▶ [TASK 1] In the legal passage, what did the plaintiff's undercover investigators in Gidatex pose as?
▶ [TASK 2] Please repeat the legal passage between "Plaintiff attempts to" and "at 6, 10-11.)", inclusive.

▶ [PASSAGE TO READ]
┌──
Plaintiff attempts to minimize Davis's actions by characterizing them as a “technical violation.” (Oppo. at 10.) Plaintiff further argues no-harm-no-foul as to the information Davis obtained from Defendants and, citing Gidatex, S.r.L. v. Campaniello Imports, Ltd., 82 F.Supp.2d 119, (S.D.N.Y. 1999), urges the Court to “approve and validate” the Davis's pretext investigation by balancing the policy interest of promoting full and complete disclosure in the judicial process against the interest in ethical attorney conduct. (See Oppo. at 6, 10-11.)
In Gidatex, a trademark infringement action, undercover investigators for the plaintiff posed as interior designer customers and visited defendants' public showroom where they interviewed low-level employees. Gidatex, 82 F.Supp. 2d at 123. The defendant later brought a motion in limine to exclude the information obtained by the investigators on the grounds that their conduct violated New York's ethical rules prohibiting an attorney from contacting a represented opposing party. Id. at 119. The district court denied the motion because: (1) it was “not convinced that the ethical rules cited by defendants are applicable to the situation at hand;” (2) even if the rules were applicable, defendant had not demonstrated that plaintiff's counsel violated the rules; and (3) if an ethical violation had occurred, “preclusion of evidence at trial is not the proper remedy.” Id. The district court reasoned that the “ethical rules should not govern situations where a party is legitimately investigating potential unfair business practices by use of an undercover posing as a member of the general public engaging in ordinary business transactions with the target.” Id. at 122.
*11 After concluding that the low-level non-managerial employees interviewed were indeed “parties” to the litigation and plaintiff's counsel knew that defendant was represented by counsel, the Southern District of New York found that the attorney did not violate the disciplinary rules “because his actions simply do not represent the type of conduct prohibited by the rules.” Gidatex, 82 F.Supp. 2d at 125. The district court explained “[t]he use of private investigators, posing as consumers and speaking to nominal parties who are not involved in any aspect of the litigation, does not constitute an end-run around the attorney/client privilege.” Id.
└──
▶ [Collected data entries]
┌──
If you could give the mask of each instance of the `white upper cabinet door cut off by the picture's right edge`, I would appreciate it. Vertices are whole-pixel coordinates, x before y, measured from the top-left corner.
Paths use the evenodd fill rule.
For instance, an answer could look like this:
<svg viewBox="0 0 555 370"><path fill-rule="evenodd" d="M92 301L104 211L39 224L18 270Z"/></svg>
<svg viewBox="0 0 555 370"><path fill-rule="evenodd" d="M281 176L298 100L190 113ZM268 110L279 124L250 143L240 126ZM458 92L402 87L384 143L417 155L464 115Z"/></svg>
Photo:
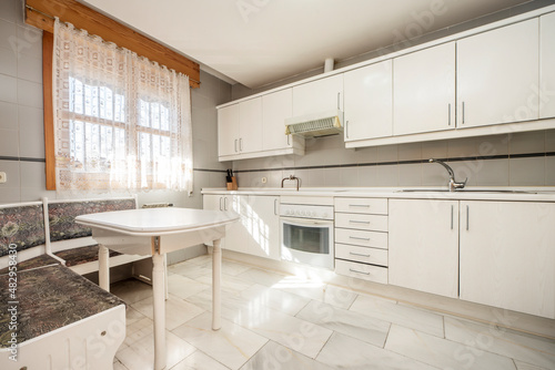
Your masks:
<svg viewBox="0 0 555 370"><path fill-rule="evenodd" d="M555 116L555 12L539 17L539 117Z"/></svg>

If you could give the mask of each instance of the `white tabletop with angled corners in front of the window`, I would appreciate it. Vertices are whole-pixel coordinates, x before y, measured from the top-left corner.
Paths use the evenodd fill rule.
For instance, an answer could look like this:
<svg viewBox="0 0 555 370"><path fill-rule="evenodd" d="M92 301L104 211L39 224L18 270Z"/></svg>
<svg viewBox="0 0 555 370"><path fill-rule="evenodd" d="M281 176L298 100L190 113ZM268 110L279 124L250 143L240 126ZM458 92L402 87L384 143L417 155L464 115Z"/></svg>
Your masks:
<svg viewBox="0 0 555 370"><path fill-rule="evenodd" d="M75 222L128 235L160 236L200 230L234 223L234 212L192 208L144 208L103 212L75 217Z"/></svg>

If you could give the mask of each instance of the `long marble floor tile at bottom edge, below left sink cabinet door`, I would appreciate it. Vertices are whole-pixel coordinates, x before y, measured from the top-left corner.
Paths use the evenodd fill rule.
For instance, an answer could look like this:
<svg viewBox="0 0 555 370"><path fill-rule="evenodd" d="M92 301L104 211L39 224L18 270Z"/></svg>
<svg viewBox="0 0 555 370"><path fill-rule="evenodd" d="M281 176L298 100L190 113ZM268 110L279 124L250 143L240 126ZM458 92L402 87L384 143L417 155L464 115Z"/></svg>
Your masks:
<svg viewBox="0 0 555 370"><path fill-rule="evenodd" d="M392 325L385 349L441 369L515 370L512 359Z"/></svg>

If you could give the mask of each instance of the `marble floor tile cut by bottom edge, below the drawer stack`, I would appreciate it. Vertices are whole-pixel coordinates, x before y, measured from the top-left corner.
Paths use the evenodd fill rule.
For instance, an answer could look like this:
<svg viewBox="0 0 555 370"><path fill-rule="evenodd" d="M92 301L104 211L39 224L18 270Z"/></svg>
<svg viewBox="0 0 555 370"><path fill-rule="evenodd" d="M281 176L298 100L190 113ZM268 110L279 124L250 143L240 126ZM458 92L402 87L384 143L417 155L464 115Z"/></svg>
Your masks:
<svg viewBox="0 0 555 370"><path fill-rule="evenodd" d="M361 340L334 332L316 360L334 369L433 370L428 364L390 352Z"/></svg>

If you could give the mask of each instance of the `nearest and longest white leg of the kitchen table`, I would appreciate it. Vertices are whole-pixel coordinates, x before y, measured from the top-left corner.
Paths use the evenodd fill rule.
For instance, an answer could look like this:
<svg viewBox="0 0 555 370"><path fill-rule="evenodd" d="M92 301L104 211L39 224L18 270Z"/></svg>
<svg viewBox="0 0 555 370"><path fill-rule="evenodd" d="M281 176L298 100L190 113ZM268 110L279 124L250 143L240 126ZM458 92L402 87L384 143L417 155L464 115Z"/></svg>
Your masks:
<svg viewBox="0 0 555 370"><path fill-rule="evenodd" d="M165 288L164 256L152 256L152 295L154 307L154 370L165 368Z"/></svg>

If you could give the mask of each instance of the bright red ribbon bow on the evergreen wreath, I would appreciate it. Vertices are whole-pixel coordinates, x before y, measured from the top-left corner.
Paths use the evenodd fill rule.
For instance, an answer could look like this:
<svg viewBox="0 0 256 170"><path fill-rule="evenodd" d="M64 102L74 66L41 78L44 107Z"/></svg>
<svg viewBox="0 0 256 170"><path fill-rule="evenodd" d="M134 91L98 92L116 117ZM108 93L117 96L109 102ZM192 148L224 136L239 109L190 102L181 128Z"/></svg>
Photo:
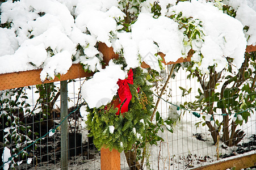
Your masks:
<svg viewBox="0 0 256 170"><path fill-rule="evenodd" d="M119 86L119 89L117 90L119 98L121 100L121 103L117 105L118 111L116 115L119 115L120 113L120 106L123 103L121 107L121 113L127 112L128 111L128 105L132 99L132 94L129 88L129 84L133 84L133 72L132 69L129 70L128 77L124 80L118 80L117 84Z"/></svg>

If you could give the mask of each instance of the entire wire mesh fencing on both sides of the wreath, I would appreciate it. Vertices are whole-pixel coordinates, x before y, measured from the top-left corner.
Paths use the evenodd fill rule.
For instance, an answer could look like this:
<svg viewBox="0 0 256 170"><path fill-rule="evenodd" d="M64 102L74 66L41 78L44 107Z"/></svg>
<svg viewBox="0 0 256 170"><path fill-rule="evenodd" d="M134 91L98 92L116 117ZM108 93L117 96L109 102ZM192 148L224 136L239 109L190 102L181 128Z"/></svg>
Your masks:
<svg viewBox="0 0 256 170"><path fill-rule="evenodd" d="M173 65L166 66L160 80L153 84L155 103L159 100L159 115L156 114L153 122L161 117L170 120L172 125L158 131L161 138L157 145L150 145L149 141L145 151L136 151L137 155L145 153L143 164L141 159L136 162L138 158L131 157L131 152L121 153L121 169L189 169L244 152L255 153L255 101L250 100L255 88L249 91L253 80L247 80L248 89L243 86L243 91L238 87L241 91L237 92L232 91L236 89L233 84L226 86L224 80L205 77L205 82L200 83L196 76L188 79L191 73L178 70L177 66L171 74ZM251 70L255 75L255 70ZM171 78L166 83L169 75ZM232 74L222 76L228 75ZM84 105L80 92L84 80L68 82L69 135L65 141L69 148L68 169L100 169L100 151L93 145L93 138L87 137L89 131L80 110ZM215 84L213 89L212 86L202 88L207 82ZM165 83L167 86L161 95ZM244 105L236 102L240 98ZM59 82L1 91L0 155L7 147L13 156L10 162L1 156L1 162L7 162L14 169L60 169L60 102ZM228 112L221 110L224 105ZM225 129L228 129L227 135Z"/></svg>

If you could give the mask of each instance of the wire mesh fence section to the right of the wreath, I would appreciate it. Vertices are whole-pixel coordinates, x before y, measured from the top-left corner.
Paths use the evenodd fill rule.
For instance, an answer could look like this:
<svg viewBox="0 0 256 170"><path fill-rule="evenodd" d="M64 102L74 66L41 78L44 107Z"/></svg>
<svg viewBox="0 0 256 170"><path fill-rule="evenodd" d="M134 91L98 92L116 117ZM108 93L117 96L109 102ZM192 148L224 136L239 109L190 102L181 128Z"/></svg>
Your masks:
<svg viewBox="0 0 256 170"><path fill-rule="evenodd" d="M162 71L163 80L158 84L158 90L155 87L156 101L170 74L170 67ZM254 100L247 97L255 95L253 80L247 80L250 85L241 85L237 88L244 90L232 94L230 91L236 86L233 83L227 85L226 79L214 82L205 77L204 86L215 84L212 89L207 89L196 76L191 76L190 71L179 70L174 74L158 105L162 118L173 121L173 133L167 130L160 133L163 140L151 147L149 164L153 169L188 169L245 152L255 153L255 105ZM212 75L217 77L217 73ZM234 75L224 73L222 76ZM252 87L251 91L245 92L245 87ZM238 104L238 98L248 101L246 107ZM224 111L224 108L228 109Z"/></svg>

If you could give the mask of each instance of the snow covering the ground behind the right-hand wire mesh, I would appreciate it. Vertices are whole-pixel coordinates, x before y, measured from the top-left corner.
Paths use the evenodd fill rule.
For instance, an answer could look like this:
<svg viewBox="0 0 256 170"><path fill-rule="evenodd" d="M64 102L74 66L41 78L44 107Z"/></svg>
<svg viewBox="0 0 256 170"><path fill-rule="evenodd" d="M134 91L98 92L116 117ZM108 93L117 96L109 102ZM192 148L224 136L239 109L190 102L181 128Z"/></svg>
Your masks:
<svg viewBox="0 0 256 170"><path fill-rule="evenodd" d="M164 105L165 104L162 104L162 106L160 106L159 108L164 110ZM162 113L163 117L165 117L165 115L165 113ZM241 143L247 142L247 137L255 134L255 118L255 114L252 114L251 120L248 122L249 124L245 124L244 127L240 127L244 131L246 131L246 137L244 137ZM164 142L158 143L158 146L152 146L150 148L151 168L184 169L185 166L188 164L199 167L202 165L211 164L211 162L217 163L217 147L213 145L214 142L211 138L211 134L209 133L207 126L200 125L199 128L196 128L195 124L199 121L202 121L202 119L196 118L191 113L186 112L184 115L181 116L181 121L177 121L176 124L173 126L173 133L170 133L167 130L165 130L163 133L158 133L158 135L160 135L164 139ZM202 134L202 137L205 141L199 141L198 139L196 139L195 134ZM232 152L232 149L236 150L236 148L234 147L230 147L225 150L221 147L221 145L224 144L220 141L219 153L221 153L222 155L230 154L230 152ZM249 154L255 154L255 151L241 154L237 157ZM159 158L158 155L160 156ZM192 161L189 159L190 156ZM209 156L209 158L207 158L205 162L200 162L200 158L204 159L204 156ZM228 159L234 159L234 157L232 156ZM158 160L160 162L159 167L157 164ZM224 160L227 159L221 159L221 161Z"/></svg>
└──
┌──
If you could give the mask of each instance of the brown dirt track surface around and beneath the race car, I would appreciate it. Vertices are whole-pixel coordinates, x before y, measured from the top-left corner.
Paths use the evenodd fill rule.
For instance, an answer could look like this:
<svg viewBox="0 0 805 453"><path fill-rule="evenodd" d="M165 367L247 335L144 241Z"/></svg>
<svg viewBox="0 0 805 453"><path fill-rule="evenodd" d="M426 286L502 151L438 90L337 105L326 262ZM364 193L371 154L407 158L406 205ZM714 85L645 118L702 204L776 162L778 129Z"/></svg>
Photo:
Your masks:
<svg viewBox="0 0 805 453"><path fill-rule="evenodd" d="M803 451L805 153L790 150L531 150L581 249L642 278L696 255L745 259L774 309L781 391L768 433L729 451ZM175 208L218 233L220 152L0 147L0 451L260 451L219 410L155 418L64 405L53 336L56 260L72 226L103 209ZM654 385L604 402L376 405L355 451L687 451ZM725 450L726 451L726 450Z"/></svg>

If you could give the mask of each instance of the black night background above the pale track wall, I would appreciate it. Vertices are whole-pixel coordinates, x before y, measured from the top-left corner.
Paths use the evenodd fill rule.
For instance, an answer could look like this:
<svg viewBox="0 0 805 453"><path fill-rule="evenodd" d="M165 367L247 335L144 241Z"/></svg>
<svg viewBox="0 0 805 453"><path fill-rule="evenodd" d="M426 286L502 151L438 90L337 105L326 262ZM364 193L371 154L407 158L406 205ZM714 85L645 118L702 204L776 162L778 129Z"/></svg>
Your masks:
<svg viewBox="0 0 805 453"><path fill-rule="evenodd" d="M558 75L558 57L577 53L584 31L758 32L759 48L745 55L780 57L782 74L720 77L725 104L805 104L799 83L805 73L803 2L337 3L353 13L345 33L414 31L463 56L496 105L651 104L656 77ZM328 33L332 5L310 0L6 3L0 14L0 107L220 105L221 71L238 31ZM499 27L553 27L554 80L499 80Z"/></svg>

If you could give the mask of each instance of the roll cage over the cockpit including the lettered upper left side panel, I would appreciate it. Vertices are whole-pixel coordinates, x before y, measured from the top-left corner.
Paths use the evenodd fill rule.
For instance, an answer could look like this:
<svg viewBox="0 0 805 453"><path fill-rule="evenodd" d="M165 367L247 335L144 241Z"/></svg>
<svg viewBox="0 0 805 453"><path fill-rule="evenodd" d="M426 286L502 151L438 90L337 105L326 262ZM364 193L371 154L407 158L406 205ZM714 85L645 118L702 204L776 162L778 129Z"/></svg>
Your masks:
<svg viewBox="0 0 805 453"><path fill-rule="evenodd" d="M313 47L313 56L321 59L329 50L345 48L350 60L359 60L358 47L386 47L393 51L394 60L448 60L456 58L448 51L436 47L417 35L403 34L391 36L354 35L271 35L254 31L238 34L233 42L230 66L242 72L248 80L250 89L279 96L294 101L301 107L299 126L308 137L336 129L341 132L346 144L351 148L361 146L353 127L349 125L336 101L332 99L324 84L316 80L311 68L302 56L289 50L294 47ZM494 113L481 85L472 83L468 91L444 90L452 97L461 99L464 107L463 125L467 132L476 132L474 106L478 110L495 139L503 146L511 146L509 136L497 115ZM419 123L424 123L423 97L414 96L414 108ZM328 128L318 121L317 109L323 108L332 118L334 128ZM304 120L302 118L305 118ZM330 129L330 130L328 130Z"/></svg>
└──
▶ [OUTPUT 1] Interior designer customers.

▶ [OUTPUT 2]
Plaintiff attempts to minimize Davis's actions by characterizing them as a “technical violation.” (Oppo. at 10.) Plaintiff further argues no-harm-no-foul as to the information Davis obtained from Defendants and, citing Gidatex, S.r.L. v. Campaniello Imports, Ltd., 82 F.Supp.2d 119, (S.D.N.Y. 1999), urges the Court to “approve and validate” the Davis's pretext investigation by balancing the policy interest of promoting full and complete disclosure in the judicial process against the interest in ethical attorney conduct. (See Oppo. at 6, 10-11.)